# Job:
Repeat all of the records below, copying every line without any change.

>> begin Records to process

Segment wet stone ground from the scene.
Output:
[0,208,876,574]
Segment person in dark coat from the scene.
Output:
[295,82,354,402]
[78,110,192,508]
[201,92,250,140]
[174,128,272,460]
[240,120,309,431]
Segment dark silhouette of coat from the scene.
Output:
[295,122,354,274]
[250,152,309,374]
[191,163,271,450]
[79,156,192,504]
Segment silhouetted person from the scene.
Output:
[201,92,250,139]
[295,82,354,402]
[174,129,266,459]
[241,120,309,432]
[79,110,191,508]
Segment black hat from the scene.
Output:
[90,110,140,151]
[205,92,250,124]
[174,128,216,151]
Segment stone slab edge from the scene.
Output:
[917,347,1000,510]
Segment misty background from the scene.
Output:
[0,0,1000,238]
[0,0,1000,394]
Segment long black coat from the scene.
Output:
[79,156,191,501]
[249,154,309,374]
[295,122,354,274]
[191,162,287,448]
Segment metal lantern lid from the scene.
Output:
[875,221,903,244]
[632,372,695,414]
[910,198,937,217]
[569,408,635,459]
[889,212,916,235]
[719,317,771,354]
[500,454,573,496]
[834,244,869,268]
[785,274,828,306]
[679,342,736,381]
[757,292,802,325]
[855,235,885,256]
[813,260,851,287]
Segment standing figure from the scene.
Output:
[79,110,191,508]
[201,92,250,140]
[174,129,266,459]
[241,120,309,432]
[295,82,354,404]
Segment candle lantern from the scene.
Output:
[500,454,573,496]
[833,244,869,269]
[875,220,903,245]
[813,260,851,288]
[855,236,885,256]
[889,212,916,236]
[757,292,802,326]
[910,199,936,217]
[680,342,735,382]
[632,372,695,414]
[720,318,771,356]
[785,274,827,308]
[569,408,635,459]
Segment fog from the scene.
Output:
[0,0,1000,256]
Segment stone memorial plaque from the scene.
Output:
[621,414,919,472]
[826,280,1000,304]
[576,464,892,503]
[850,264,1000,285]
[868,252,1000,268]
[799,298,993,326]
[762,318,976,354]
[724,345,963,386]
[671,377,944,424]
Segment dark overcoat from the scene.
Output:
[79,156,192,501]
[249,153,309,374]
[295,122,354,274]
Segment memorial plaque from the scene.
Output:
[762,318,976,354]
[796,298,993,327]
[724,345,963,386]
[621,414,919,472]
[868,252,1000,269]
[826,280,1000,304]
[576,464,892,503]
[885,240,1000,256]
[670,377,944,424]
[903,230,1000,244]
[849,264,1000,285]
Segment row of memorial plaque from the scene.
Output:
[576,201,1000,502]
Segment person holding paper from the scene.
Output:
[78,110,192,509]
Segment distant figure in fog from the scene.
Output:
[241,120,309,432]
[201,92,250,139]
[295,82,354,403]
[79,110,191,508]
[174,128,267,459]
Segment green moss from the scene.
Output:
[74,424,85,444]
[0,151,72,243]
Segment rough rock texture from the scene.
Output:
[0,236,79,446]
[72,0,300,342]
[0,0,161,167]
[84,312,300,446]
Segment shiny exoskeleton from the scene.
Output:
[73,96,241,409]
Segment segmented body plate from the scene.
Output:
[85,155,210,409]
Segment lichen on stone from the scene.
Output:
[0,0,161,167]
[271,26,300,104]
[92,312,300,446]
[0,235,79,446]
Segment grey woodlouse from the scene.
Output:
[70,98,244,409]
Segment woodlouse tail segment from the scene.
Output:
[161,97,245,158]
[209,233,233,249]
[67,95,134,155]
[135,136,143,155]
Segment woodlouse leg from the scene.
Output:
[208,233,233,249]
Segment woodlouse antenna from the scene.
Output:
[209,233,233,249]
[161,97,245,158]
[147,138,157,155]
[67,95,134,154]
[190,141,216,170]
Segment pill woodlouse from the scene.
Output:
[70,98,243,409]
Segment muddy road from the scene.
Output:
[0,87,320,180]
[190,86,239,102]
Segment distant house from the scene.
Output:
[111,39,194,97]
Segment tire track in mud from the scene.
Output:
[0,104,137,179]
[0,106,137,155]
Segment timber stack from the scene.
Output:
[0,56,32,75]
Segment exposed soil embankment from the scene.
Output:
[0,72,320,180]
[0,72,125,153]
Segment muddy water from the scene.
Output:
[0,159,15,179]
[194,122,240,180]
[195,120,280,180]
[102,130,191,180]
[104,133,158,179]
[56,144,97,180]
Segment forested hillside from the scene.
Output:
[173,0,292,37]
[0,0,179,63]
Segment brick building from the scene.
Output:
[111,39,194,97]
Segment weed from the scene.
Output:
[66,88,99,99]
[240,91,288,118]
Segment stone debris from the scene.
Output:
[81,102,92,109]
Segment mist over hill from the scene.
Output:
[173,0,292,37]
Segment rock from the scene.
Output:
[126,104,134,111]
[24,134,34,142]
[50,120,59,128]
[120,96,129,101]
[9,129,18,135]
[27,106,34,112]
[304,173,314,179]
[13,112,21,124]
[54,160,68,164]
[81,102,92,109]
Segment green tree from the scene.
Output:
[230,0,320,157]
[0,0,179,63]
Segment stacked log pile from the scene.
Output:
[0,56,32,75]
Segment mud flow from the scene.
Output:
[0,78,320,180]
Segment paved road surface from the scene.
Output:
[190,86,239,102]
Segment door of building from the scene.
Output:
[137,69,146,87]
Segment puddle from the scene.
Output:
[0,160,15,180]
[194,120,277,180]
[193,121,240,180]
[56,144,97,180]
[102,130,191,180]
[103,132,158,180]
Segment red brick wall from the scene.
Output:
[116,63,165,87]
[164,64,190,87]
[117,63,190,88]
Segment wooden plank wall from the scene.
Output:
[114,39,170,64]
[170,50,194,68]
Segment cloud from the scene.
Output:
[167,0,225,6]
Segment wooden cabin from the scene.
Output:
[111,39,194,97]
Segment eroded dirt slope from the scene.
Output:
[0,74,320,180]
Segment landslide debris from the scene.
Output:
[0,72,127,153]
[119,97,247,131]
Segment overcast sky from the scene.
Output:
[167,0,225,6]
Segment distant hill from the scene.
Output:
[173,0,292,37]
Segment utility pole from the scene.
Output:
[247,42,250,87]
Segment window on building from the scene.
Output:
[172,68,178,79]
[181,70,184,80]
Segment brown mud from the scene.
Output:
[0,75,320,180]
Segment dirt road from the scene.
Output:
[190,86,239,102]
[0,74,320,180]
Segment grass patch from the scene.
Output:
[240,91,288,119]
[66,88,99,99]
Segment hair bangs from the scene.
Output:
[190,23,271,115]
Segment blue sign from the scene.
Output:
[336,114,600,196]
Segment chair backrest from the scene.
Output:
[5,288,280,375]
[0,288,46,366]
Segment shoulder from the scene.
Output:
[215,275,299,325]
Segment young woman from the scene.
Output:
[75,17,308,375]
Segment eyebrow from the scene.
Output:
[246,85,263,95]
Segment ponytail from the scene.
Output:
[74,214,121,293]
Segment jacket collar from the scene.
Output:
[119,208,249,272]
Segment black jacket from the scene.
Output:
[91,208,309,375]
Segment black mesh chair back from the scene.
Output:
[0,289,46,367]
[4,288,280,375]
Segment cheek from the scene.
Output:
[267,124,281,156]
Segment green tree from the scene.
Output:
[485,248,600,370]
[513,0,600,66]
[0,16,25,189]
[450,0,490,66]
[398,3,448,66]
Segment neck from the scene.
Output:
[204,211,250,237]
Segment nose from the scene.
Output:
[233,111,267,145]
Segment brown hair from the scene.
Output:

>> end Records to process

# Task result:
Segment wet stone ground from the scene.
Output:
[0,208,876,574]
Segment person in dark coat from the scene.
Output:
[295,82,354,402]
[78,110,192,508]
[201,92,250,140]
[174,128,272,460]
[240,120,309,431]
Segment dark silhouette of coat from the scene.
Output:
[295,122,354,274]
[250,152,309,374]
[191,163,271,450]
[79,156,192,504]
Segment silhouetted person from the scene.
Output:
[201,92,250,139]
[295,82,354,402]
[174,129,266,459]
[241,120,309,432]
[79,110,191,508]
Segment black hat from the scene.
Output:
[90,110,140,151]
[205,92,250,124]
[174,128,216,151]
Segment stone slab edge from the scene.
Output:
[917,347,1000,510]
Segment misty background from the scene.
Output:
[0,0,1000,238]
[0,0,1000,394]
Segment long black coat from the scene.
Output:
[79,156,191,501]
[249,154,309,374]
[295,122,354,274]
[191,162,287,448]
Segment metal lantern lid from the scene.
Output:
[875,221,903,244]
[632,372,695,414]
[910,198,937,217]
[569,408,635,459]
[889,212,916,235]
[719,317,771,354]
[500,454,573,496]
[834,244,869,268]
[785,274,828,306]
[679,342,736,381]
[757,292,802,325]
[855,235,885,256]
[813,260,851,287]
Segment standing figure from the scene.
Output:
[79,110,191,508]
[201,92,250,140]
[174,129,266,459]
[241,120,309,432]
[295,82,354,404]
Segment candle lantern from the scene.
Output:
[500,454,573,496]
[833,244,869,269]
[875,220,903,245]
[813,260,851,288]
[855,236,885,256]
[889,212,916,236]
[757,292,802,326]
[910,199,936,217]
[680,342,735,382]
[632,372,695,414]
[720,318,771,356]
[785,274,827,308]
[569,408,635,459]
Segment fog from the scene.
Output:
[0,0,1000,256]
Segment stone memorial plaque from the scene.
Output:
[621,414,919,472]
[826,280,1000,304]
[576,464,892,503]
[850,264,1000,285]
[868,252,1000,268]
[799,298,993,326]
[762,318,976,354]
[724,345,963,386]
[671,377,944,424]
Segment dark overcoat from the scene.
Output:
[79,156,192,501]
[249,153,309,374]
[295,122,354,274]
Segment memorial plaque from the scene.
Output:
[762,318,976,354]
[796,298,993,327]
[724,345,963,386]
[621,414,919,472]
[868,252,1000,269]
[826,280,1000,304]
[576,464,892,503]
[885,240,1000,256]
[670,377,944,424]
[903,230,1000,244]
[849,264,1000,285]
Segment row of memorial plaque from the scene.
Output:
[576,201,1000,502]
Segment person holding paper from the scene.
Output:
[78,110,192,509]
Segment distant figure in fog from the scene.
Output:
[241,120,309,432]
[201,92,250,139]
[295,82,354,403]
[79,110,191,508]
[174,128,267,459]
Segment green moss from the scene.
Output:
[74,424,85,444]
[0,151,72,243]
Segment rough rock texture from the scene.
Output:
[0,236,79,446]
[72,0,300,342]
[0,0,161,167]
[84,312,300,446]
Segment shiny exoskeleton from the scene.
Output:
[73,96,241,409]
Segment segmented body plate from the scene.
Output:
[85,155,210,409]
Segment lichen on stone from the scene.
Output:
[0,0,161,167]
[271,26,300,104]
[92,312,300,446]
[0,235,79,446]
Segment grey woodlouse from the scene.
Output:
[70,98,244,409]
Segment woodlouse tail segment from the scene.
Output:
[161,97,245,158]
[209,233,233,249]
[67,95,134,155]
[135,136,143,155]
Segment woodlouse leg from the scene.
Output:
[208,233,233,249]
Segment woodlouse antenna from the scene.
Output:
[209,233,233,249]
[161,97,245,158]
[147,138,157,155]
[67,95,134,154]
[190,141,216,170]
Segment pill woodlouse from the scene.
Output:
[70,98,243,409]
Segment muddy road from the scene.
Output:
[0,87,320,180]
[190,86,239,102]
Segment distant house from the scene.
Output:
[111,39,194,97]
Segment tire track in mud from the scene.
Output:
[0,104,137,179]
[0,106,137,155]
Segment timber stack from the scene.
Output:
[0,56,32,75]
Segment exposed soil embankment from the scene.
Output:
[0,72,320,180]
[0,72,125,153]
Segment muddy water from the scene.
Output:
[0,159,15,179]
[194,122,240,180]
[195,120,280,180]
[102,130,191,180]
[104,133,158,179]
[56,144,97,180]
Segment forested hillside from the scene.
Output:
[173,0,292,37]
[0,0,179,63]
Segment brick building from the scene.
Output:
[111,39,194,97]
Segment weed from the scene.
Output:
[66,88,99,99]
[240,91,288,118]
Segment stone debris from the scene.
Output:
[81,102,92,109]
Segment mist over hill from the scene.
Output:
[173,0,292,37]
Segment rock from the scene.
Output:
[126,104,134,111]
[24,134,34,142]
[50,120,59,128]
[120,96,129,101]
[9,129,18,135]
[27,106,34,112]
[304,173,314,179]
[13,112,21,124]
[54,160,68,164]
[81,102,92,109]
Segment green tree from the scene.
Output:
[230,0,320,157]
[0,0,179,63]
Segment stacked log pile from the scene.
Output:
[0,56,32,75]
Segment mud flow from the scene.
Output:
[0,78,320,180]
Segment paved road surface from the scene.
Output:
[190,86,239,102]
Segment door of building from the scene.
Output:
[137,69,146,87]
Segment puddle from the scene.
Output:
[0,160,15,180]
[194,120,277,180]
[193,121,240,180]
[56,144,97,180]
[102,130,191,180]
[103,132,158,180]
Segment red brick wall from the scene.
Output:
[116,63,165,87]
[164,64,190,87]
[117,63,190,88]
Segment wooden plank wall from the scene.
Output:
[114,39,170,64]
[170,50,194,68]
Segment cloud from the scene.
Output:
[167,0,225,6]
Segment wooden cabin from the scene.
Output:
[111,39,194,97]
Segment eroded dirt slope from the scene.
Output:
[0,74,320,180]
Segment landslide debris from the scene.
Output:
[0,72,127,153]
[119,97,247,131]
Segment overcast sky from the scene.
Output:
[167,0,225,6]
Segment distant hill from the scene.
Output:
[173,0,292,37]
Segment utility pole from the scene.
Output:
[247,42,250,87]
Segment window on building from the scene.
Output:
[172,68,178,79]
[181,70,184,80]
Segment brown mud from the scene.
Output:
[0,75,320,180]
Segment dirt road from the scene.
Output:
[190,86,239,102]
[0,74,320,180]
Segment grass patch from the scene.
Output:
[240,91,288,119]
[66,88,99,99]
Segment hair bangs from the scene.
Output:
[190,23,271,115]
Segment blue sign from the scene.
Output:
[336,114,600,196]
Segment chair backrest from the scene.
Output:
[5,288,280,375]
[0,288,46,366]
Segment shoulder from the scene.
Output:
[215,275,299,325]
Segment young woman from the scene.
Output:
[75,17,308,375]
Segment eyebrow from the scene.
Output:
[246,85,263,95]
Segment ponytail from the scene.
Output:
[74,214,121,293]
Segment jacket collar from the scene.
Output:
[119,208,249,272]
Segment black jacket from the scene.
Output:
[91,208,309,375]
Segment black mesh chair back from the scene.
Output:
[0,289,46,367]
[4,288,280,375]
Segment cheek from the scene.
Output:
[267,124,281,156]
Segment green tree from the scene.
Output:
[485,248,600,370]
[513,0,600,66]
[0,16,25,189]
[450,0,490,66]
[398,3,448,66]
Segment neck from the scene.
Output:
[204,211,250,237]
Segment nose from the scene.
Output:
[233,111,267,145]
Segment brown hair from the scene.
Output:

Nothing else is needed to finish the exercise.